## Excerpt to read
****
Welcome! Please use the navigational links to explore our website.
PartsASAP LogoCompany Logo Auction Link (800) 853-2651

Shop Now

   Allis Chalmers Case Farmall IH Ford 8N,9N,2N Ford
   Ferguson John Deere Massey Ferguson Minn. Moline Oliver

Tractor Pulling Discussion Forum

help with m

Welcome Guest, Log in or Register
Author 
bob

09-14-2003 17:02:22




Report to Moderator

I have a super m the I rebuit the motor stock bore and stroke. I have the hitch as high and short as allowd and 15.5-38 long bar short bar. with 75% tread when . when i pull the front end comes up a little at the end but then I spin out
if i pull in 3rd I dont have enough power in 2nd to much any Ideas ?
****
## Entries provided
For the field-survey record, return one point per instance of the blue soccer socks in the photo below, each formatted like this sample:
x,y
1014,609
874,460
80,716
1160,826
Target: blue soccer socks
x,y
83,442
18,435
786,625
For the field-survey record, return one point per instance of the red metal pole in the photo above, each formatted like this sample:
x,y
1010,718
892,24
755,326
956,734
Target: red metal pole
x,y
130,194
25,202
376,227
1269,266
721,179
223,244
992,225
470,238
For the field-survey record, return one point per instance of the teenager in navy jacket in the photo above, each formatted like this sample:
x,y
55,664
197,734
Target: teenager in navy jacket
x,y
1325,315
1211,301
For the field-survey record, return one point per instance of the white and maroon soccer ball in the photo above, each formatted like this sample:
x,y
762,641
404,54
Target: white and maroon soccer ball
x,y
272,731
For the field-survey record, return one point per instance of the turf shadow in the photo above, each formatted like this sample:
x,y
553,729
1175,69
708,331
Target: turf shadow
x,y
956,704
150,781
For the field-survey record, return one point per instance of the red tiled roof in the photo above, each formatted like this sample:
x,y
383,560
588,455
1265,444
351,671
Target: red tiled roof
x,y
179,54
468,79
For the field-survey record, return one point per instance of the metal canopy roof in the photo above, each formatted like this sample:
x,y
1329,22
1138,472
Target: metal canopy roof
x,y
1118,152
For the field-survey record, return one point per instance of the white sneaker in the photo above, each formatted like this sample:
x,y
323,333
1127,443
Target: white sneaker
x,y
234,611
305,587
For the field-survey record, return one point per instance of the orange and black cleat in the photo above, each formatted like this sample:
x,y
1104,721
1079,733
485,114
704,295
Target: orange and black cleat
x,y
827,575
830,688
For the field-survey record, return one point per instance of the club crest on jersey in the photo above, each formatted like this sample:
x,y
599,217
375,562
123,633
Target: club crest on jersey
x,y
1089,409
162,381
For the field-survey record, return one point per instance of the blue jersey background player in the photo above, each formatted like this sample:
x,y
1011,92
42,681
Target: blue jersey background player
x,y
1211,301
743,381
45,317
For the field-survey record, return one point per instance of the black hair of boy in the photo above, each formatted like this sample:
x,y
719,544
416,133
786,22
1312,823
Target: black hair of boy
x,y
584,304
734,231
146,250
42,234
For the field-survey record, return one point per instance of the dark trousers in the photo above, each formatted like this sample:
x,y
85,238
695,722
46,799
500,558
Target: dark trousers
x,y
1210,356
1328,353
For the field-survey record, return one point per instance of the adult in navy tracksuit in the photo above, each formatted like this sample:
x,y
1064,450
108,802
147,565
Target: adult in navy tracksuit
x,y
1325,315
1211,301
****
## Exercise aim
Reproduce the tractor pulling forum page above word for word, from start to finish.

## Answer for the task
Welcome! Please use the navigational links to explore our website.
PartsASAP LogoCompany Logo Auction Link (800) 853-2651

Shop Now

   Allis Chalmers Case Farmall IH Ford 8N,9N,2N Ford
   Ferguson John Deere Massey Ferguson Minn. Moline Oliver

Tractor Pulling Discussion Forum

help with m

Welcome Guest, Log in or Register
Author 
bob

09-14-2003 17:02:22




Report to Moderator

I have a super m the I rebuit the motor stock bore and stroke. I have the hitch as high and short as allowd and 15.5-38 long bar short bar. with 75% tread when . when i pull the front end comes up a little at the end but then I spin out
if i pull in 3rd I dont have enough power in 2nd to much any Ideas ?